■ Supplied passage
══════════════════════════════
Arsenic and Old Lace

The Brewster family of Brooklyn, New York, is descended from Mayflower settlers. Several illustrious forebears’ portraits line the walls of the ancestral home.

Jean Adair, Josephine Hull and Cary Grant in Arsenic and Old Lace
Mortimer Brewster (Cary Grant), a writer who has repeatedly denounced marriage as “an old fashioned superstition”, falls in love with Elaine Harper (Priscilla Lane), the minister’s daughter who grew up next door to him. On Halloween day, Mortimer and Elaine get married. Elaine goes to her father’s house to tell her father and pack for the honeymoon and Mortimer returns to Abby (Josephine Hull) and Martha (Jean Adair), the aunts who raised him in the old family home. Mortimer’s brother, Teddy (John Alexander), who believes he is Theodore Roosevelt, resides with them. Each time Teddy goes upstairs, he yells “Charge!” and takes the stairs at a run, imitating Roosevelt’s famous charge up San Juan Hill.

Searching for the notes for his next book, Mortimer finds a corpse hidden in the window seat. He assumes in horror that Teddy’s delusions have led him to murder. Abby and Martha cheerfully explain that they are responsible, that as serial murderers, they minister to lonely old bachelors by ending their “suffering”. They post a “Room for Rent” sign to attract a victim, then serve a glass of elderberry wine spiked with arsenic, strychnine and “just a pinch of cyanide” while getting acquainted. The bodies are buried in the basement by Teddy, who believes they are yellow fever victims who perished in the building of the Panama Canal.

While Mortimer digests this information, his brother Jonathan (Raymond Massey) arrives with his alcoholic accomplice, plastic surgeon Dr. Hermann Einstein (Peter Lorre). Jonathan is also a serial murderer trying to escape from the police and dispose of his latest victim, Mr. Spinalzo. Jonathan’s face, altered by Einstein while drunk, resembles Boris Karloff’s Frankenstein monster makeup. Jonathan learns his aunts’ secret and proposes to bury his victim in the cellar. Abby and Martha object vehemently because their victims were “nice” gentlemen while Jonathan’s victim is a stranger and a “foreigner”. Jonathan also declares his intention to kill Mortimer.

Elaine is impatient to leave on their honeymoon but is concerned about Mortimer’s increasingly odd behavior as he frantically attempts to control the situation. He tries unsuccessfully to alert the bumbling police to Jonathan’s presence. To draw attention away from his aunts and deprive them of their willing but uncomprehending accomplice, Mortimer tries to file paperwork to have Teddy legally committed to a mental asylum. Worrying that the genetic predisposition for mental illness resides within him (“Insanity runs in my family; it practically gallops.”), Mortimer explains to Elaine that he can’t remain married to her.

Eventually Jonathan is arrested, Einstein flees after having signed Teddy’s commitment papers, and Teddy is safely consigned to an institution. His aunts insist upon joining him. Upon hearing Mortimer signed the commitment papers as next of kin, Abby and Martha are concerned they may be null and void; they inform Mortimer that he is not a Brewster after all: his mother was the family cook and his father had been a chef on a steamship. Relieved, he lustily kisses Elaine and whisks her off to their honeymoon while yelling, “Charge!”.
══════════════════════════════
In the Arsenic and Old Lace synopsis, what does Teddy believe the bodies he buries in the basement are?
══════════════════════════════
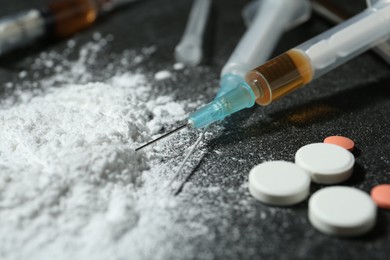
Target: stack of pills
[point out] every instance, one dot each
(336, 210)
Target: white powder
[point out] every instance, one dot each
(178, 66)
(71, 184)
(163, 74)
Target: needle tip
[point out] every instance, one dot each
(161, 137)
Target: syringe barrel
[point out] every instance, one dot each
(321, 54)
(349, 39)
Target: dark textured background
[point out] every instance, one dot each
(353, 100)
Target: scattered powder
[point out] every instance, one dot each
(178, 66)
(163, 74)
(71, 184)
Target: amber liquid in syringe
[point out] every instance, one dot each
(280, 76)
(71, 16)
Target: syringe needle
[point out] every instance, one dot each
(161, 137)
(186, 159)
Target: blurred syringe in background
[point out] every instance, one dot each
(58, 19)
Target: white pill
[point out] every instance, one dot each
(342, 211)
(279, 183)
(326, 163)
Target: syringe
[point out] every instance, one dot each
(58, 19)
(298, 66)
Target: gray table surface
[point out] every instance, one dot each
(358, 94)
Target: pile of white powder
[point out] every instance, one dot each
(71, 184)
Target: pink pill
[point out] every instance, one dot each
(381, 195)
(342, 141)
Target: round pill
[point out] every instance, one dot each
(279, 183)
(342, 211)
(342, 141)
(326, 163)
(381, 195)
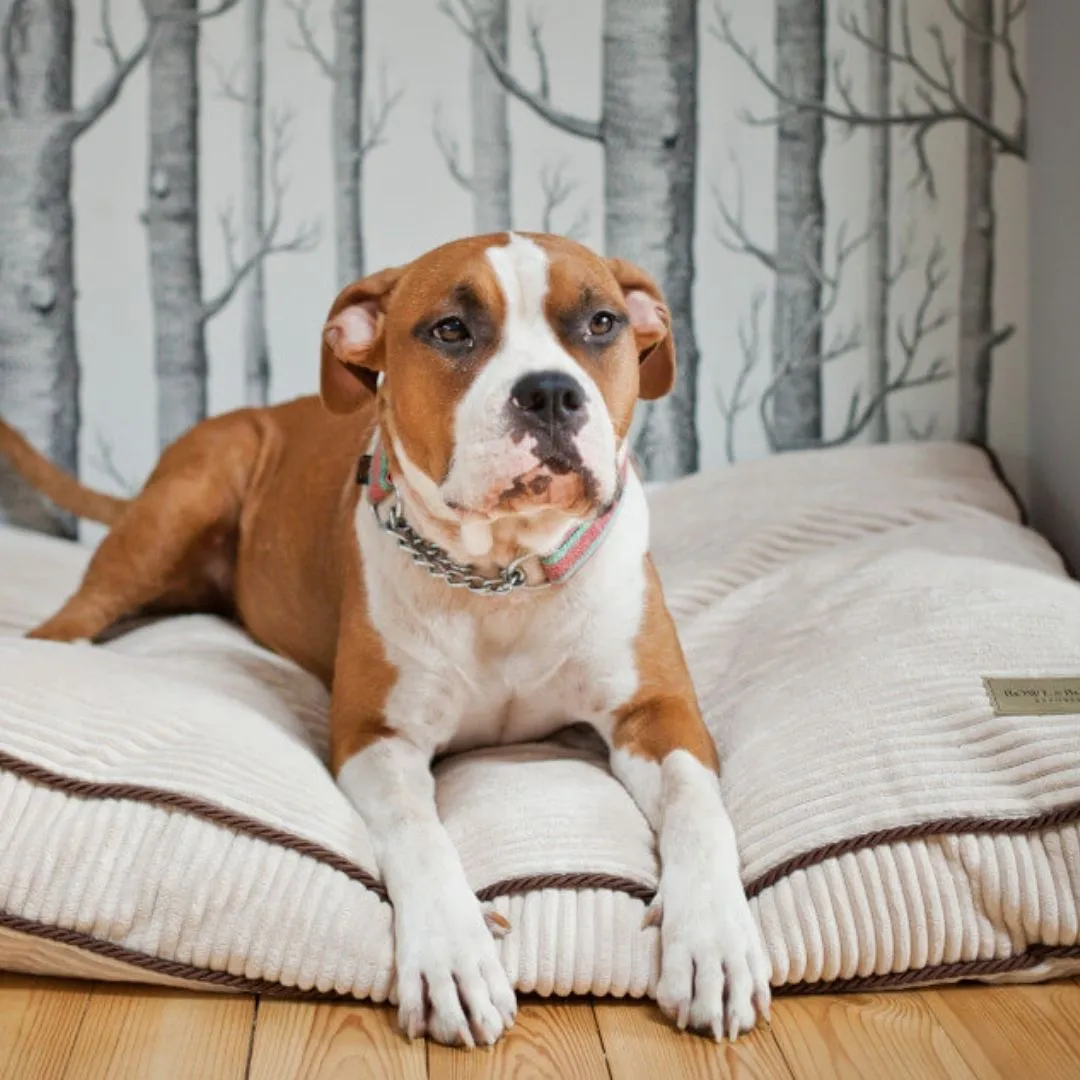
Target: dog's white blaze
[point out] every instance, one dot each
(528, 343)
══════════════════════════════
■ Solution
Yellow fever victims who perished in the building of the Panama Canal.